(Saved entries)

=== Begin Enclosure ===

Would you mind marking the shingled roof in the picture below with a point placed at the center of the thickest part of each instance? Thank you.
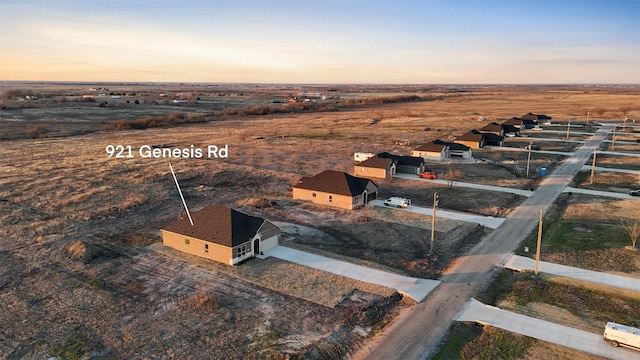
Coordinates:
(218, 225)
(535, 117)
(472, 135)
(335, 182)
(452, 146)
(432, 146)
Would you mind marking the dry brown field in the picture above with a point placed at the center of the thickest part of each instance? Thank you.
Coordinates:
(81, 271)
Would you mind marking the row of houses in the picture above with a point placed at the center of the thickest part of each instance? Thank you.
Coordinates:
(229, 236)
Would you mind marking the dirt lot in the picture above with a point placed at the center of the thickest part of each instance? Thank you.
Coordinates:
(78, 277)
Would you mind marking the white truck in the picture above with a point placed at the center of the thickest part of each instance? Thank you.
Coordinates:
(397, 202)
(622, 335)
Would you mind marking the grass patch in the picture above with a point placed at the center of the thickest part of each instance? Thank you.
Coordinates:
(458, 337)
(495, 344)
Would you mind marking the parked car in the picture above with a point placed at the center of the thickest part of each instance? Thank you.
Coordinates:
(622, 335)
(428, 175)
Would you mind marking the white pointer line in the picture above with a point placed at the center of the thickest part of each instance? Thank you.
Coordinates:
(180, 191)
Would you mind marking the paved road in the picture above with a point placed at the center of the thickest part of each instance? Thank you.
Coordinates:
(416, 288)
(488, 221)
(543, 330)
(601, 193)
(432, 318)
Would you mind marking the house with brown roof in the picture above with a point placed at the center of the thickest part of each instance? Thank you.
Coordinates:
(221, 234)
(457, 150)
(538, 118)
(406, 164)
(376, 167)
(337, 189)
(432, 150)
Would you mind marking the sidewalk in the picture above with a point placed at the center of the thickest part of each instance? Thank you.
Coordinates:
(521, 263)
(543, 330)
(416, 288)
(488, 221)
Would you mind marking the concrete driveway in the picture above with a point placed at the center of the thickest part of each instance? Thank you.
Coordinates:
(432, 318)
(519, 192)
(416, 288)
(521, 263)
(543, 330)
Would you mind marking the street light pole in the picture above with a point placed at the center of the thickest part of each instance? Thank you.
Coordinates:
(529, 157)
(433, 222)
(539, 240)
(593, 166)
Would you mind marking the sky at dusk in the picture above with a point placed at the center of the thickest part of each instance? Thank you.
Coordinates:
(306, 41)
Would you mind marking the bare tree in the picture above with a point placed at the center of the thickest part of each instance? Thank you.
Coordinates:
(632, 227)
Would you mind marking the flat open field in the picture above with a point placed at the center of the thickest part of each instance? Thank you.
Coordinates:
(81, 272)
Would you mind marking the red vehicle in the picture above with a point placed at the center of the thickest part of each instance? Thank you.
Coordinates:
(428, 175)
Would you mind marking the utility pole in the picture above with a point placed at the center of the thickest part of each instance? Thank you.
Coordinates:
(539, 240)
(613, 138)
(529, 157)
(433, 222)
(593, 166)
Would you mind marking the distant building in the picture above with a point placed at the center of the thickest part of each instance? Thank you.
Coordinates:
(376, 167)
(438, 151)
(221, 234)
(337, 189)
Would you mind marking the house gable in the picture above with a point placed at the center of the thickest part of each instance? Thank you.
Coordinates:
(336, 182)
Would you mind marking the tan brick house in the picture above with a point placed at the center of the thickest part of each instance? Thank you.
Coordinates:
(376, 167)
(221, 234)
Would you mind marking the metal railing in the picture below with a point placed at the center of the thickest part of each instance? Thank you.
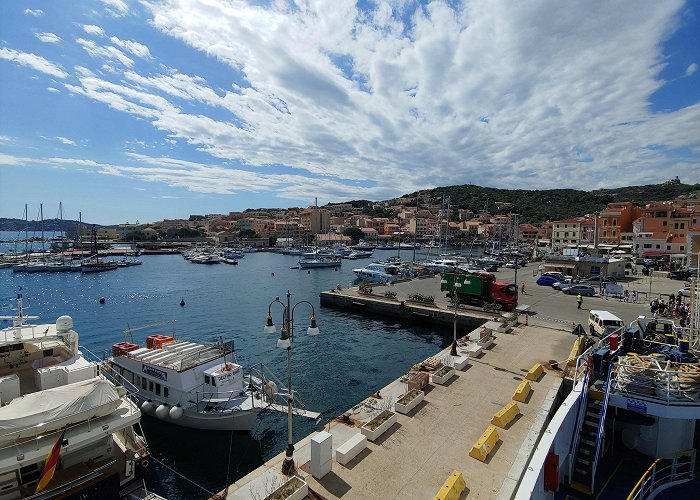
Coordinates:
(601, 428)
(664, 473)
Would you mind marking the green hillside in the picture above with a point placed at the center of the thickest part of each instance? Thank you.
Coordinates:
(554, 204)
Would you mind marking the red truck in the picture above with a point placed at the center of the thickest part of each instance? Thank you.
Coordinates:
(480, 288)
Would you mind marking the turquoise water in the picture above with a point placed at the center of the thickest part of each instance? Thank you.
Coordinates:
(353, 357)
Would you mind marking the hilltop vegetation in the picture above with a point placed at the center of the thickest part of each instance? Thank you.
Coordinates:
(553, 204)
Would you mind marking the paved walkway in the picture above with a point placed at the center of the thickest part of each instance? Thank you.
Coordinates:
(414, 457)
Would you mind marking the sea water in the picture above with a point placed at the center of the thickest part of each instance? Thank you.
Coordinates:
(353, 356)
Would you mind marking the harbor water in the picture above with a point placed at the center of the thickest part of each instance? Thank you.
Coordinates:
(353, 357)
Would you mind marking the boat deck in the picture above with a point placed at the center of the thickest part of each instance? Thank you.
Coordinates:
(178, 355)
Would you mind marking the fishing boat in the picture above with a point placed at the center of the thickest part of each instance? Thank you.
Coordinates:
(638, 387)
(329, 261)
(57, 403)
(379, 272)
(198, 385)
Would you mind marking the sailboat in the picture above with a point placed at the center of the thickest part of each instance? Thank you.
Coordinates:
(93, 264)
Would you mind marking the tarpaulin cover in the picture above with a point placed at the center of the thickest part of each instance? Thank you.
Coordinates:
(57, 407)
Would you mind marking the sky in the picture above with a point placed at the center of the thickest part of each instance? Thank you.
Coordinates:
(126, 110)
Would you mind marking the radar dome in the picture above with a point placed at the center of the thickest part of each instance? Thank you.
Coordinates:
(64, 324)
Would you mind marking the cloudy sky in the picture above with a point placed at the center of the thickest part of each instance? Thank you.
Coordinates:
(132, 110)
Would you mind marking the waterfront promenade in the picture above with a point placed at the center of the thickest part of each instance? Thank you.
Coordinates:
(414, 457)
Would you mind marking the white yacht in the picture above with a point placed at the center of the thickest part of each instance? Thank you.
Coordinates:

=== End Enclosure ===

● Exercise directions: All lines that contain the word "paved" must be copied from the records above.

● Reply:
Would you mind marking the paved road in the picture above with a point placed at the center of the thickest part of each instance? Thank you.
Would you mind marking the paved walkway in the picture above with a point placed at the center of the thickest part of each instance? Thank you.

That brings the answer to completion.